→ **REQUIREMENT A**
Repeat word for word the part of the post on the law of attraction that opens with the words "It is not sufficient" and closes with "are also doing.".
→ **REQUIREMENT B**
Write what comes next in the post on the law of attraction, picking up after its final sentence.

>> BEGIN PASSAGE TO READ

Graphic: The precursor to I Ching as China's main system of divination (besides dream interpretation) was the Shang dynasty system for reading the "oracle bones": shoulder bones of animals and the plastrons from turtle shells.

Monday, April 5, 2021

Whatever you think or feel, the universe says, "Yes."

 

 
  

Whatever you think or feel, the universe says, "Yes." Perhaps you have noticed this. Yes, we are talking about the law of attraction.  It is indeed an ancient law, never a secret to those who live consciously. “All things which are similar and therefore connected, are drawn to each other's power,” according to the medieval magus, Cornelius Agrippa von Nettesheim. It is a rule of reality that we attract or repel different things according to the emotions, the attitudes, the feelings, the agendas that we carry.

Before you walk into a room or turn a corner, your attitude is there already. It is engaged in creating the situation you are about to encounter. Whether you are remotely conscious of this or not, you are constantly setting yourself up for what the world is going to give you. If you go about your day filled with doom and gloom, the world will give you plenty of reasons to support that attitude. You’ll start looking like that cartoon character who goes about with a personal black cloud over his head that rains only on his parade. Conversely, if your attitude is bright and open to happy surprises, you may be rewarded by a bright day, even when the sky is leaden overhead, and surprisingly happy encounters.

Through energetic magnetism, we attract or repel people, events and even physical circumstances according to the attitudes we embody. This process begins before we speak or act because thoughts and feelings are already actions and our attitudes are out there ahead of us. This requires us to do a regular attitude check, asking, What attitude am I carrying? What am I projecting?

It is not sufficient to do this on a head level. We want to check what we are carrying in our body and our energy field. If you go around carrying a repertoire of doom and gloom, you may not say what’s on your mind, but the universe will hear you and support you. Attitude adjustment requires more than reciting the kind of New Age affirmation you see in cute boxes with flowers and sunsets on Facebook. It requires deeper self-examination and self-mobilization.

What are you doing? A woman in one of my workshops told me she hears this question, put by an inner voice, many times a day. Sometimes it rattles her and saps her confidence. But she is grateful for the inner questioner that provokes her to look at herself. It’s a question worth putting to yourself any day. As you do that, remember that thinking and feeling are also doing. 

“The passions of the soul work magic.” I borrowed that from a medieval alchemist also beloved by Jung. It conveys something fundamental about our experience of how things manifest in the world around us. High emotions, high passions generate results. When raw energy is loose, it has effects in the world. It can blow things up or bring them together. 

There is an art in learning to operate when your passions are riding high and recognize that is a moment when you can make magic. Even when you are in the throes of what people would call negative emotions; rage, anger, pain, grief, even fear, if you can take the force of such emotions and choose to harness and direct them in a certain creative or healing way, you can work wonders, and you can change the world around you.

>> END PASSAGE TO READ
>> BEGIN RECORD LIST

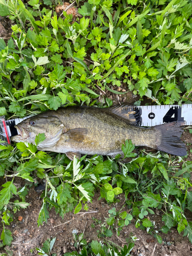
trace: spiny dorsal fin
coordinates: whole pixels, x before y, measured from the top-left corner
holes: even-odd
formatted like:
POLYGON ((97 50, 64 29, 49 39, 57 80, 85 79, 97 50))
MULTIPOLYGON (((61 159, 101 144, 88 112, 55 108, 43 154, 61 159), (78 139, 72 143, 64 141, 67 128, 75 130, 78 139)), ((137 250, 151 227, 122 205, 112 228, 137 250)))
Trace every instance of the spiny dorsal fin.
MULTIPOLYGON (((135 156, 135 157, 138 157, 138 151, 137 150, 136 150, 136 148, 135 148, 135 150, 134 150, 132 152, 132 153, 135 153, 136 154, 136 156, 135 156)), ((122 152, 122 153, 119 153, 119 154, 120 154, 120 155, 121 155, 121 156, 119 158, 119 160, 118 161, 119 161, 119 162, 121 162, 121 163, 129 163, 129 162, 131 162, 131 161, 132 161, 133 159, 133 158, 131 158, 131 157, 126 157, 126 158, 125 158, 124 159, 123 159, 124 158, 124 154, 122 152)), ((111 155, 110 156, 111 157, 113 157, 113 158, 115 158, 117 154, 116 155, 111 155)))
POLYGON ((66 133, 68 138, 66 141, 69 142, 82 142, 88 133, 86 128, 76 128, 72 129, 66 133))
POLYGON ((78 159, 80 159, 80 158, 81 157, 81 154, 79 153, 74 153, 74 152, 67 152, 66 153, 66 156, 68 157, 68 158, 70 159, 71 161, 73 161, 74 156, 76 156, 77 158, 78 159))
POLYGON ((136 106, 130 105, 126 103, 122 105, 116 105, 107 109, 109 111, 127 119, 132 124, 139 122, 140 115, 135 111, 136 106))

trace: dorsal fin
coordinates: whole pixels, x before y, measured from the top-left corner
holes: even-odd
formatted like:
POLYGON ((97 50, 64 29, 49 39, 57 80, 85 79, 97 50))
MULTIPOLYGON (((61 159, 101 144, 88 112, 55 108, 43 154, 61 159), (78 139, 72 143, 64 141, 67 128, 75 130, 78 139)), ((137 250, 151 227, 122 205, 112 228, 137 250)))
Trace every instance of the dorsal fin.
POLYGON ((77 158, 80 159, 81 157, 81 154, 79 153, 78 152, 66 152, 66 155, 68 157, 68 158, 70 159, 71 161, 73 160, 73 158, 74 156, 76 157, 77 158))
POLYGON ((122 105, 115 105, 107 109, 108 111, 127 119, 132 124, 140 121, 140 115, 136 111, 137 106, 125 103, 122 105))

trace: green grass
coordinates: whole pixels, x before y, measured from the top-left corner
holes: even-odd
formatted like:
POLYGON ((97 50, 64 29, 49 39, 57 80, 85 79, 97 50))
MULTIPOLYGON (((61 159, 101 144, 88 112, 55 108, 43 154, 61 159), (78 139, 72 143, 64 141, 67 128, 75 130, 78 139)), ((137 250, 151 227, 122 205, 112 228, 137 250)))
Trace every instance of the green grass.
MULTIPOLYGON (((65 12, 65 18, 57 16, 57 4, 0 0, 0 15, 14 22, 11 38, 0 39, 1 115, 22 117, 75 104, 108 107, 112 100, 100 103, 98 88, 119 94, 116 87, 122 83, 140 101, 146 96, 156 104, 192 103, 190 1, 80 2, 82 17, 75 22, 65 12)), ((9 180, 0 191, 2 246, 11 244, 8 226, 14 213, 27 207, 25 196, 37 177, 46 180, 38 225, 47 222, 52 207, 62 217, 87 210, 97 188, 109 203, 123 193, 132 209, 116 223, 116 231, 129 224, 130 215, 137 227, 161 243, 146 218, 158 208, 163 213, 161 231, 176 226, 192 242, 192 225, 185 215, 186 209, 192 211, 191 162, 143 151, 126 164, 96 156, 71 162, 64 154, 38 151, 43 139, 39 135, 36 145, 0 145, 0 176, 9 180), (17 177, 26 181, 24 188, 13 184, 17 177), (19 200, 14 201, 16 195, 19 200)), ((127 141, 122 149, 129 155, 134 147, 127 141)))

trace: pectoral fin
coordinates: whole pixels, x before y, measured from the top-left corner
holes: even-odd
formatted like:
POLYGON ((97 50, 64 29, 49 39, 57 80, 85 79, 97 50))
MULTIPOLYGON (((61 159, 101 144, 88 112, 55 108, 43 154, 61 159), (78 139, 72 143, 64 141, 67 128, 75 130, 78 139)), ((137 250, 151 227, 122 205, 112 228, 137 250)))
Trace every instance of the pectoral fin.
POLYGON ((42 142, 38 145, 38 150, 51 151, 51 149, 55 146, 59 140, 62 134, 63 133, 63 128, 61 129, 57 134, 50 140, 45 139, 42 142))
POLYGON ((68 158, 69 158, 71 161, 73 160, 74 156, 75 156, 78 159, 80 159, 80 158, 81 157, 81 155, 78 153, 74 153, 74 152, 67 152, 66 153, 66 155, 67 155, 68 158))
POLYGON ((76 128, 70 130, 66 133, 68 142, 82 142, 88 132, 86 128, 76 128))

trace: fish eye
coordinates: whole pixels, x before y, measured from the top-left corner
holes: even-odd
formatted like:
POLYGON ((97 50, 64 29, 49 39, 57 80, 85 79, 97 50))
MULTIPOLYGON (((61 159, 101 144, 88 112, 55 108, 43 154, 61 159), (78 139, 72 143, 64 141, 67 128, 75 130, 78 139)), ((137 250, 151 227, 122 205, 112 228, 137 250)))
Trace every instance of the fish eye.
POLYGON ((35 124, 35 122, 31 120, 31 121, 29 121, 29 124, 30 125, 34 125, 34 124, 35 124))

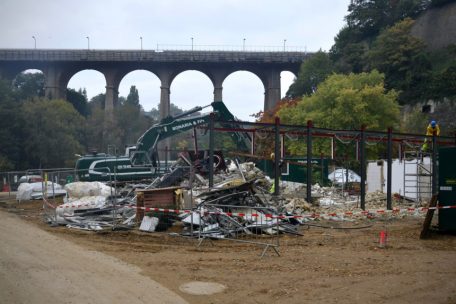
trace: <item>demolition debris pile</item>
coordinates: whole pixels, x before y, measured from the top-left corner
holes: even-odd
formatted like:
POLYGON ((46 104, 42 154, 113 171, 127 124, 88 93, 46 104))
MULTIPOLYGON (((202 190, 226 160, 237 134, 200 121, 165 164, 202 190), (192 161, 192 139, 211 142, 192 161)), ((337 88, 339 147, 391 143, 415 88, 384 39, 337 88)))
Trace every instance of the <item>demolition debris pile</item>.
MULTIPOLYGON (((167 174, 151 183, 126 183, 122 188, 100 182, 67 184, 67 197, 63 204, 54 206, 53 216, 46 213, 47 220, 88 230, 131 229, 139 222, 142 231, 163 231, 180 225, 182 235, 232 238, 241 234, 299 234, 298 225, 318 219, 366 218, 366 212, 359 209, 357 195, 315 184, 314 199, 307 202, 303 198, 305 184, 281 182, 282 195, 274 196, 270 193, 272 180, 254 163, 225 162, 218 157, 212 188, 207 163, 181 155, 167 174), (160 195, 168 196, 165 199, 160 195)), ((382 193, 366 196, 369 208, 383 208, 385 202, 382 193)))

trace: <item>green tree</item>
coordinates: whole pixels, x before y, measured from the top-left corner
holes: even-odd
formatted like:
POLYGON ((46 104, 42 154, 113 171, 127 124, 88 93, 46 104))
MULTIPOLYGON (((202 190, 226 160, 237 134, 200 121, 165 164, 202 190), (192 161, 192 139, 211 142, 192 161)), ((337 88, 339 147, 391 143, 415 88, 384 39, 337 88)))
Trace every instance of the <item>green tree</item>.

>> END RECORD LIST

→ **TASK RESPONSE A**
It is not sufficient to do this on a head level. We want to check what we are carrying in our body and our energy field. If you go around carrying a repertoire of doom and gloom, you may not say what’s on your mind, but the universe will hear you and support you. Attitude adjustment requires more than reciting the kind of New Age affirmation you see in cute boxes with flowers and sunsets on Facebook. It requires deeper self-examination and self-mobilization.

What are you doing? A woman in one of my workshops told me she hears this question, put by an inner voice, many times a day. Sometimes it rattles her and saps her confidence. But she is grateful for the inner questioner that provokes her to look at herself. It’s a question worth putting to yourself any day. As you do that, remember that thinking and feeling are also doing.

→ **TASK RESPONSE B**
How? Because there is no impermeable barrier between mind and matter. Jung and Pauli in concert, the great psychologist and the great physicist, came round to the idea that the old medieval phrase applies, unus mundus, one world. Psyche and physis, mind and matter are one reality. They interweave at every level of the universe. They are not separate. As Wolfgang Pauli wrote in his essay on Kepler, “Mind and body could be interpreted as complementary aspects of the same reality.”  I think this is fundamental truth, and it becomes part of fundamental life operation when you wake up to it.

The stronger our emotions, the stronger their effects on our psychic and physical environment. And the effects of our emotions may reach much further than we can initially understand. They can generate a convergence of incidents and energies, for good or bad, in ways that change everything in our lives and can affect the lives of many others.

When we think or feel strongly about another person, we will touch that person and affect their mind and body — even across great distances — unless that person has found a way to block that transmission. The great French novelist Honoré de Balzac wrote in Louis Lambert that “ideas are projected as a direct result of the force by which they are conceived and they strike wherever the brain sends them by a mathematical law comparable to that which directs the firing of shells from their mortars.” 

Scientific experiments have shown the ability of the human mind and emotions to change physical matter: studies by Masuru Emoto have shown that human emotions can change the nature and composition of water, and the Findhorn experiments have taught us that good thoughts positively affect the growth of plants. Conversely, rage or grief can produce disturbing and sometimes terrifying effects in the physical environment.

"We are magnets in an iron globe," declared Emerson in his essay "Resources". If we are upbeat and positive, "We have keys to all doors. ..The world is all gates, all opportunities, strings of tension waiting to be struck." Conversely, "A low, hopeless spirit puts out the eyes; skepticism is slow suicide. A philosophy which sees only the worst... dispirits us; the sky shuts down before us." 

Whatever our circumstances, we always have the power to choose our attitude, and that this can change everything.



Text adapted from Sidewalk Oracles: Playing with Signs, Symbols and Synchronicity in Everyday Life by Robert Moss. Published by New World Library.

 

 Art: René Magritte, "The Portrait"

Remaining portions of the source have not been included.